[Challenge]:
Repeat the records below word for word, starting at the line that contains "Where can the grey" and continuing through the end of the records.

[Records shown]:
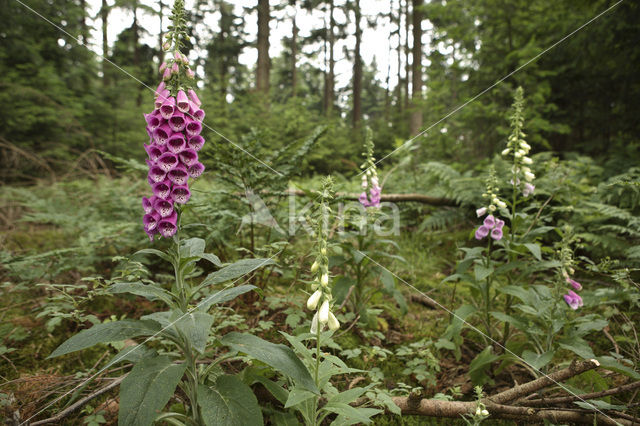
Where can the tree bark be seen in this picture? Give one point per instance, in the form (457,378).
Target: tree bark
(357,70)
(332,62)
(415,122)
(104,16)
(262,69)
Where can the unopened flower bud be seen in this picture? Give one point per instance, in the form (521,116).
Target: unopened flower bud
(323,313)
(313,300)
(333,323)
(324,280)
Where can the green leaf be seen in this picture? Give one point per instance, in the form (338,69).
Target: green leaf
(235,270)
(195,327)
(535,250)
(106,332)
(296,396)
(280,357)
(150,292)
(537,361)
(223,296)
(480,364)
(155,252)
(482,272)
(147,389)
(229,403)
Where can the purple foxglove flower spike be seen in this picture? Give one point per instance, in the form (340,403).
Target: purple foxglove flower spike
(489,221)
(182,102)
(162,134)
(575,284)
(163,207)
(188,157)
(196,142)
(156,174)
(194,98)
(179,175)
(196,170)
(167,108)
(147,204)
(154,152)
(482,232)
(162,189)
(496,234)
(176,143)
(167,161)
(180,194)
(177,121)
(150,221)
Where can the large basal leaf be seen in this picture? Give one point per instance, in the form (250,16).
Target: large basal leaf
(195,328)
(147,389)
(150,292)
(223,296)
(280,357)
(106,332)
(236,270)
(229,403)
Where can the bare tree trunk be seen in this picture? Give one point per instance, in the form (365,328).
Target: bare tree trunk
(262,70)
(406,55)
(357,70)
(332,62)
(415,122)
(294,54)
(104,16)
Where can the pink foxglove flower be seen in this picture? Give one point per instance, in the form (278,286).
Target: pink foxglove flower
(174,128)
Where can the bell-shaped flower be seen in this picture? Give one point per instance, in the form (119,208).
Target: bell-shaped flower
(489,221)
(193,128)
(162,133)
(194,98)
(180,194)
(167,161)
(156,174)
(196,142)
(162,189)
(575,284)
(573,300)
(176,143)
(177,122)
(151,220)
(333,322)
(182,101)
(163,207)
(147,204)
(167,108)
(528,189)
(189,157)
(152,120)
(154,152)
(312,301)
(323,312)
(178,175)
(195,170)
(482,232)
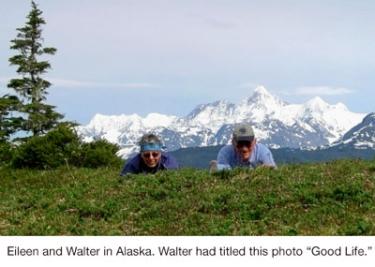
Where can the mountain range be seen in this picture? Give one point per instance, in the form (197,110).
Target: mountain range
(276,123)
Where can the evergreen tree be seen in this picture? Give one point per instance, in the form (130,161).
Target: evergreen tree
(31,87)
(8,123)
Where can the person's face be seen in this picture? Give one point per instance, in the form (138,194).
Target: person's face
(151,158)
(244,149)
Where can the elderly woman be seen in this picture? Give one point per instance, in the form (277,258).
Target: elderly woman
(150,159)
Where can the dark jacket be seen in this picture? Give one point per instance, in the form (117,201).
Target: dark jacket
(136,165)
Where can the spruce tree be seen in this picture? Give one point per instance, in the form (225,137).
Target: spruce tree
(30,86)
(9,124)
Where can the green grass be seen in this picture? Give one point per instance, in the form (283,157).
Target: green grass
(336,198)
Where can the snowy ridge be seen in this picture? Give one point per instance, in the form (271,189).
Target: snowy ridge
(361,136)
(276,123)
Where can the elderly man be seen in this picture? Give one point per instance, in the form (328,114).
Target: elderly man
(243,152)
(150,159)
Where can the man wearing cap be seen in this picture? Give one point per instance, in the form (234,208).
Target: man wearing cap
(150,159)
(243,152)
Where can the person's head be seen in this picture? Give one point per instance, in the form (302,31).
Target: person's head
(243,140)
(151,147)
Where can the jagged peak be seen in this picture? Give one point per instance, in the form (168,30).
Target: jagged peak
(316,102)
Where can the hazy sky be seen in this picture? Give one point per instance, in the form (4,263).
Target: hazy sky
(124,57)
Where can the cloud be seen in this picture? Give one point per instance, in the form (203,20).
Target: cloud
(320,90)
(219,23)
(88,84)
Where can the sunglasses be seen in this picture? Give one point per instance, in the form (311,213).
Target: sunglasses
(241,144)
(148,155)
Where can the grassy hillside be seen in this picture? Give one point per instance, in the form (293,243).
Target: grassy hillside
(336,198)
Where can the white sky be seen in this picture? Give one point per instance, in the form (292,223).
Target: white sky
(123,57)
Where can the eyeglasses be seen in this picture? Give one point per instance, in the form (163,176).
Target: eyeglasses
(241,144)
(148,155)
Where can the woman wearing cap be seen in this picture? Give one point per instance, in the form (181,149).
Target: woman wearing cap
(243,152)
(150,159)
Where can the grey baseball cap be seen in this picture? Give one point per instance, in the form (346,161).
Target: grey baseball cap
(243,132)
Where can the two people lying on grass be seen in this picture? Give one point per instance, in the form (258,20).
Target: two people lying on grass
(151,157)
(244,151)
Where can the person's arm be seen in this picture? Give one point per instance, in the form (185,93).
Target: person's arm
(266,158)
(130,167)
(223,159)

[Problem solution]:
Where can the grey baseball cap be seen in this picture? Give one point per instance, in the form (346,161).
Target: grey baseball cap
(243,132)
Where can the two people lying on grass be seen in this picture? Give one point per instance, in the form (258,20).
Target: two people lying on grass
(151,157)
(244,151)
Where can the person's arm be seen in this picture? Give one point per instance, in the form (185,93).
Target: person's arm
(266,158)
(130,167)
(223,159)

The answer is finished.